● **INSTRUÇÕES DO EXERCÍCIO**:
Reproduza na íntegra, sem qualquer alteração, o artigo abaixo sobre ritos judiciais e violência sexual contra crianças e adolescentes.

● **ARTIGO**:
- - - -
Ritos judiciais levam ao agravamento da violência sofrida

Esforço louvável para melhorar Judiciário, projeto "depoimento sem dano" busca corrigir procedimentos


É PELA VERGONHA DE EXPOR A DEGRADAÇÃO MORAL DE PARENTES QUE MUITAS VÍTIMAS SE SILENCIAM


RICARDO DE MORAES CABEZÓN
ESPECIAL PARA A FOLHA

A violência sexual contra crianças e adolescentes é uma das formas mais cruéis, covardes e difíceis de detectar em nosso meio social.
Oriunda, na sua generalidade, de pessoas que deveriam ser as primeiras a zelar pelo seu sadio desenvolvimento, desencadeia uma profunda erosão emocional da vítima, a transposição de sua fase infanto-juvenil, além da degradação de seus valores: um trauma que jamais será esquecido!
Em que pese a (r)evolução de meios de comunicação e costumes, inexiste comunidade em sites de relacionamento, histórico de passeata ou protesto que tenha reunido vítimas de abuso sexual na fase infanto-juvenil, tamanho o constrangimento que essa lembrança é capaz de gerar em toda uma vida.
É pela vergonha e dificuldade de expor a degradação moral de parentes que muitas vítimas se silenciam, preferindo amargar sua angústia a expor um fato que ensejará olhares, rótulos, comentários e cobranças.
- - - -
● **LISTAGEM FORNECIDA**:
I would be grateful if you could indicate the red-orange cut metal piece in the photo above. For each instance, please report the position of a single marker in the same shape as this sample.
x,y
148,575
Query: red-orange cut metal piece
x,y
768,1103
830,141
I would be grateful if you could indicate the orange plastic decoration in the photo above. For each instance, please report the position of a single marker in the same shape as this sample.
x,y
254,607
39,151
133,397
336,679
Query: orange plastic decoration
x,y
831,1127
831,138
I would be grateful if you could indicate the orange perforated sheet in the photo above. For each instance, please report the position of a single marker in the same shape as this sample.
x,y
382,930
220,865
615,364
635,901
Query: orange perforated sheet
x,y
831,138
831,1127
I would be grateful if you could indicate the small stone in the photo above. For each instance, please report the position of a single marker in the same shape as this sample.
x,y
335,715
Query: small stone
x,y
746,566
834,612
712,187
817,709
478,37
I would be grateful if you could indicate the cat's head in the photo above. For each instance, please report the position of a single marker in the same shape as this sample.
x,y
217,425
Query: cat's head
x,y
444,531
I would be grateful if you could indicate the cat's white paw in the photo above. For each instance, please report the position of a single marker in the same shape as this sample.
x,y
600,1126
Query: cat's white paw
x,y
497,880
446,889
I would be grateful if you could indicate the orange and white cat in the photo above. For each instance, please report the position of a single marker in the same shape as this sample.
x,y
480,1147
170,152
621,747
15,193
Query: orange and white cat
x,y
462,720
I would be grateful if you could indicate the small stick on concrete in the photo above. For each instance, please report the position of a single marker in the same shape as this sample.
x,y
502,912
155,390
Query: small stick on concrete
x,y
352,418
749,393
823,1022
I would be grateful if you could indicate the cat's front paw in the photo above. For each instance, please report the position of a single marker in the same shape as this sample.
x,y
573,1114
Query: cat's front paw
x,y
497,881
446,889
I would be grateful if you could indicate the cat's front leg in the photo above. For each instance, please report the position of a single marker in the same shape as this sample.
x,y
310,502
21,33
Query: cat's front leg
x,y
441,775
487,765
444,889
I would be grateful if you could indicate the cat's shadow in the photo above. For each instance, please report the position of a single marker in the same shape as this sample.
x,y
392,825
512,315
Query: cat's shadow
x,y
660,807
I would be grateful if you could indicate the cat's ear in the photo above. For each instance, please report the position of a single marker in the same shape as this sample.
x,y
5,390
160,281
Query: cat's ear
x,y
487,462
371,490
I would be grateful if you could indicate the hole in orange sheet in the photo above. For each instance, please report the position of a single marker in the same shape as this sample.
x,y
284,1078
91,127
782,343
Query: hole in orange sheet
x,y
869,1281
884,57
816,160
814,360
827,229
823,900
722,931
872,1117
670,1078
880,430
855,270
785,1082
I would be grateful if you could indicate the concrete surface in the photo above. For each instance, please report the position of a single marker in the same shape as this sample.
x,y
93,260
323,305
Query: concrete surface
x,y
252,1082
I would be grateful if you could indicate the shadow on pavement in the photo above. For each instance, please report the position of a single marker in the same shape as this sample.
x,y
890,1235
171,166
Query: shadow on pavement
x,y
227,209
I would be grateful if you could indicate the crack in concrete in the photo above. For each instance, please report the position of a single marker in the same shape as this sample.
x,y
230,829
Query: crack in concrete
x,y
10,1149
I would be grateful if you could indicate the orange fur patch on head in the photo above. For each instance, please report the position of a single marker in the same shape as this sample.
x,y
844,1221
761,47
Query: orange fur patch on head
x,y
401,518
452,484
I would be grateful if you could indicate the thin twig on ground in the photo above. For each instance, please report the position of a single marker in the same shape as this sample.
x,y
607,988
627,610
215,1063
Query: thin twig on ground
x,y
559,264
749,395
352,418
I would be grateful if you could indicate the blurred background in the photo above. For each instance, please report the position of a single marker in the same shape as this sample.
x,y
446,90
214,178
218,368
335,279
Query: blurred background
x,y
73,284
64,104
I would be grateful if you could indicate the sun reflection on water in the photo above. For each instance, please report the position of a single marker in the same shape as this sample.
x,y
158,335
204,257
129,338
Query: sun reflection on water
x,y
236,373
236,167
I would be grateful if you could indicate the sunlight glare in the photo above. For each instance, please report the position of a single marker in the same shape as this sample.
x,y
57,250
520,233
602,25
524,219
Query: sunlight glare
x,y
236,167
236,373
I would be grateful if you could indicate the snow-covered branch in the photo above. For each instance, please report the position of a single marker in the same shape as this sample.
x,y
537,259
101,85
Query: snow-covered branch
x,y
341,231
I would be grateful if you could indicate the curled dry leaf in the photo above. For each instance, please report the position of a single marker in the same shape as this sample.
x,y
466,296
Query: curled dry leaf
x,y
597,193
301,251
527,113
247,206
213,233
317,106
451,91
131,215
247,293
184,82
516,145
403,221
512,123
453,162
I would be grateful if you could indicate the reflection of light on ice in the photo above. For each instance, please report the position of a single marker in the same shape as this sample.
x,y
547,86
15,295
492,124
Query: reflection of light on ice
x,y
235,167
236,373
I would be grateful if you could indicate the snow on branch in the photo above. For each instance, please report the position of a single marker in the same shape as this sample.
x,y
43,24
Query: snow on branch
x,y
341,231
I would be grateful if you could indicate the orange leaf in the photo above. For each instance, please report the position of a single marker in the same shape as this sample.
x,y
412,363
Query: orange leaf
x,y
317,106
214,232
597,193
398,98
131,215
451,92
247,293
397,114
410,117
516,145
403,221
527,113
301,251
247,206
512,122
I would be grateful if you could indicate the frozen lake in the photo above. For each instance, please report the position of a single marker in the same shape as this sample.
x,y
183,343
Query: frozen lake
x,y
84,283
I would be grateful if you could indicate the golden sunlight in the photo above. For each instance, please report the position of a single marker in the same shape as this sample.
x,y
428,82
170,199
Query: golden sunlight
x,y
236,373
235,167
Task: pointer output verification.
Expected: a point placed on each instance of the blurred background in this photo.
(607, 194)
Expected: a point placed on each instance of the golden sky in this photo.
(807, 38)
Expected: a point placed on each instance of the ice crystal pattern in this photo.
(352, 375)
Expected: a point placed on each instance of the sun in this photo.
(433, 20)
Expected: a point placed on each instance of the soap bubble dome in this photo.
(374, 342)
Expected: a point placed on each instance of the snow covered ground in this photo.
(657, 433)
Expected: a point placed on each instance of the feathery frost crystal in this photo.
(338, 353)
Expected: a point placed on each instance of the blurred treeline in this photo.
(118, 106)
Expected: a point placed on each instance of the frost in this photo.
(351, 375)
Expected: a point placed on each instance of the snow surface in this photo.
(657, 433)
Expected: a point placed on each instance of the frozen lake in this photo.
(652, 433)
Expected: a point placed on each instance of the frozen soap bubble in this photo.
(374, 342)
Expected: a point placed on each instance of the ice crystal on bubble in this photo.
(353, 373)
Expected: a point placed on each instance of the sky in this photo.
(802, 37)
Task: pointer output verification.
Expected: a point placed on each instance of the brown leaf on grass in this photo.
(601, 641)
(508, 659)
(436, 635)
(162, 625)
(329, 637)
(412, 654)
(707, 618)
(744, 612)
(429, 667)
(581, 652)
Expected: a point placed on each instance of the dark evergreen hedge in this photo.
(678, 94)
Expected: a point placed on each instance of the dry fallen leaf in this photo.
- - - -
● **RESPOSTA AO PROBLEMA**:
Ritos judiciais levam ao agravamento da violência sofrida

Esforço louvável para melhorar Judiciário, projeto "depoimento sem dano" busca corrigir procedimentos


É PELA VERGONHA DE EXPOR A DEGRADAÇÃO MORAL DE PARENTES QUE MUITAS VÍTIMAS SE SILENCIAM


RICARDO DE MORAES CABEZÓN
ESPECIAL PARA A FOLHA

A violência sexual contra crianças e adolescentes é uma das formas mais cruéis, covardes e difíceis de detectar em nosso meio social.
Oriunda, na sua generalidade, de pessoas que deveriam ser as primeiras a zelar pelo seu sadio desenvolvimento, desencadeia uma profunda erosão emocional da vítima, a transposição de sua fase infanto-juvenil, além da degradação de seus valores: um trauma que jamais será esquecido!
Em que pese a (r)evolução de meios de comunicação e costumes, inexiste comunidade em sites de relacionamento, histórico de passeata ou protesto que tenha reunido vítimas de abuso sexual na fase infanto-juvenil, tamanho o constrangimento que essa lembrança é capaz de gerar em toda uma vida.
É pela vergonha e dificuldade de expor a degradação moral de parentes que muitas vítimas se silenciam, preferindo amargar sua angústia a expor um fato que ensejará olhares, rótulos, comentários e cobranças.